[Start of GIVEN ENTRIES]
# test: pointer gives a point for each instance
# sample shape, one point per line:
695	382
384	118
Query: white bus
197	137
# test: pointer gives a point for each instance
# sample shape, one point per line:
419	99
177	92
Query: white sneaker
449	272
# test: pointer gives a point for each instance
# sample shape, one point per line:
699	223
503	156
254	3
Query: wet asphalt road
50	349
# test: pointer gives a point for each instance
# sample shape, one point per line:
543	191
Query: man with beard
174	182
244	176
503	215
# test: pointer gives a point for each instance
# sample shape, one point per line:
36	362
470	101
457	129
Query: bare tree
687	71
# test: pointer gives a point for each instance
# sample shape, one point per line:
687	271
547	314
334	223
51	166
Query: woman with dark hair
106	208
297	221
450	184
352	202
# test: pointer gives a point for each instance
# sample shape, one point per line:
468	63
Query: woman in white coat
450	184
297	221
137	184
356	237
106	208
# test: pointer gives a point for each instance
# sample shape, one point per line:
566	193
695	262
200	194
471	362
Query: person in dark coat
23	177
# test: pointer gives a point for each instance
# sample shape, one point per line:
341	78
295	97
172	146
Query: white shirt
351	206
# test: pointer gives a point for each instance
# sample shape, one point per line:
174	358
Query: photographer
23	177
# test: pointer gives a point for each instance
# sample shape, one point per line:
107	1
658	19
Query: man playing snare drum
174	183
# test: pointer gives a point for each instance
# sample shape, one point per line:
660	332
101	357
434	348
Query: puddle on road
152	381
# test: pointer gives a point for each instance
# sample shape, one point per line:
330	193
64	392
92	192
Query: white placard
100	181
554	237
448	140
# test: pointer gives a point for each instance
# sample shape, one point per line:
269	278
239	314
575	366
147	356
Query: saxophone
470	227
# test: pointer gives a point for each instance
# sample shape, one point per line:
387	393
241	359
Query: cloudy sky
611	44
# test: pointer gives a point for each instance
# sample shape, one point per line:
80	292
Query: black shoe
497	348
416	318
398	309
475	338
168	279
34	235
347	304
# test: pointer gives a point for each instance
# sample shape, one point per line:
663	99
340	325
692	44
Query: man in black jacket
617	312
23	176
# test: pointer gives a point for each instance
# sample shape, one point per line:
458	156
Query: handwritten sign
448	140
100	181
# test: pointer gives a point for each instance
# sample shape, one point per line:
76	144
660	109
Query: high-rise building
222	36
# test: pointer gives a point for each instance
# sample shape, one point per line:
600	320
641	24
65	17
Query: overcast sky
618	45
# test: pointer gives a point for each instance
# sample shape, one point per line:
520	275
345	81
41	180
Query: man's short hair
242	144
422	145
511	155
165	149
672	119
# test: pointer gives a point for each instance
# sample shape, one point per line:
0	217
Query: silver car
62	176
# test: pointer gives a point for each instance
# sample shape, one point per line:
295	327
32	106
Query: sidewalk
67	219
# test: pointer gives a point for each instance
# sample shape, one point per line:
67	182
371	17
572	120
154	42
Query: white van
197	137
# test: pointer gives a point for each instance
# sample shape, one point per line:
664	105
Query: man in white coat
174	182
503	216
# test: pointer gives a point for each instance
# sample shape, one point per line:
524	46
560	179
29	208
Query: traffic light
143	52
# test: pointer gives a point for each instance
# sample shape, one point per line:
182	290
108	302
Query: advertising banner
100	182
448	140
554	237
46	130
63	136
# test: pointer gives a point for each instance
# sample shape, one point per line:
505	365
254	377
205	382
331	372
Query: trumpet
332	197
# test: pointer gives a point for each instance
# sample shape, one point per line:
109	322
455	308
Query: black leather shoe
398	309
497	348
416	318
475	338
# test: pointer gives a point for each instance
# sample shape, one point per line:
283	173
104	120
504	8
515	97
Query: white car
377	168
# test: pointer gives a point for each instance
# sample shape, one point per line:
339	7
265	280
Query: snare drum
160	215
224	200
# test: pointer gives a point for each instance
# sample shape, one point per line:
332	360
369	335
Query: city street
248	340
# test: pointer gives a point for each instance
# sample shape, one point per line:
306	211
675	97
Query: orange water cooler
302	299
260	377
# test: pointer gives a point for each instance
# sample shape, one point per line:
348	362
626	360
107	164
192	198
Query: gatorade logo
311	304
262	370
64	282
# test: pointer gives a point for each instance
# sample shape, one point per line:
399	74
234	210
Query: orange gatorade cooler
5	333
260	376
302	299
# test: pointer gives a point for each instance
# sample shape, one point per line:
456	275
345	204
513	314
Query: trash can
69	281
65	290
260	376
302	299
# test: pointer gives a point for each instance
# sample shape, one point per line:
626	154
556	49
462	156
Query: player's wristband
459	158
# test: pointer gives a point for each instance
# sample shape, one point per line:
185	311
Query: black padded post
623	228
[End of GIVEN ENTRIES]
• GIVEN EXERCISE:
Find each line in the items above that contains the word "shoe" and copy those lines.

• WORKED SOLUTION:
Query: black shoe
Query: black leather shoe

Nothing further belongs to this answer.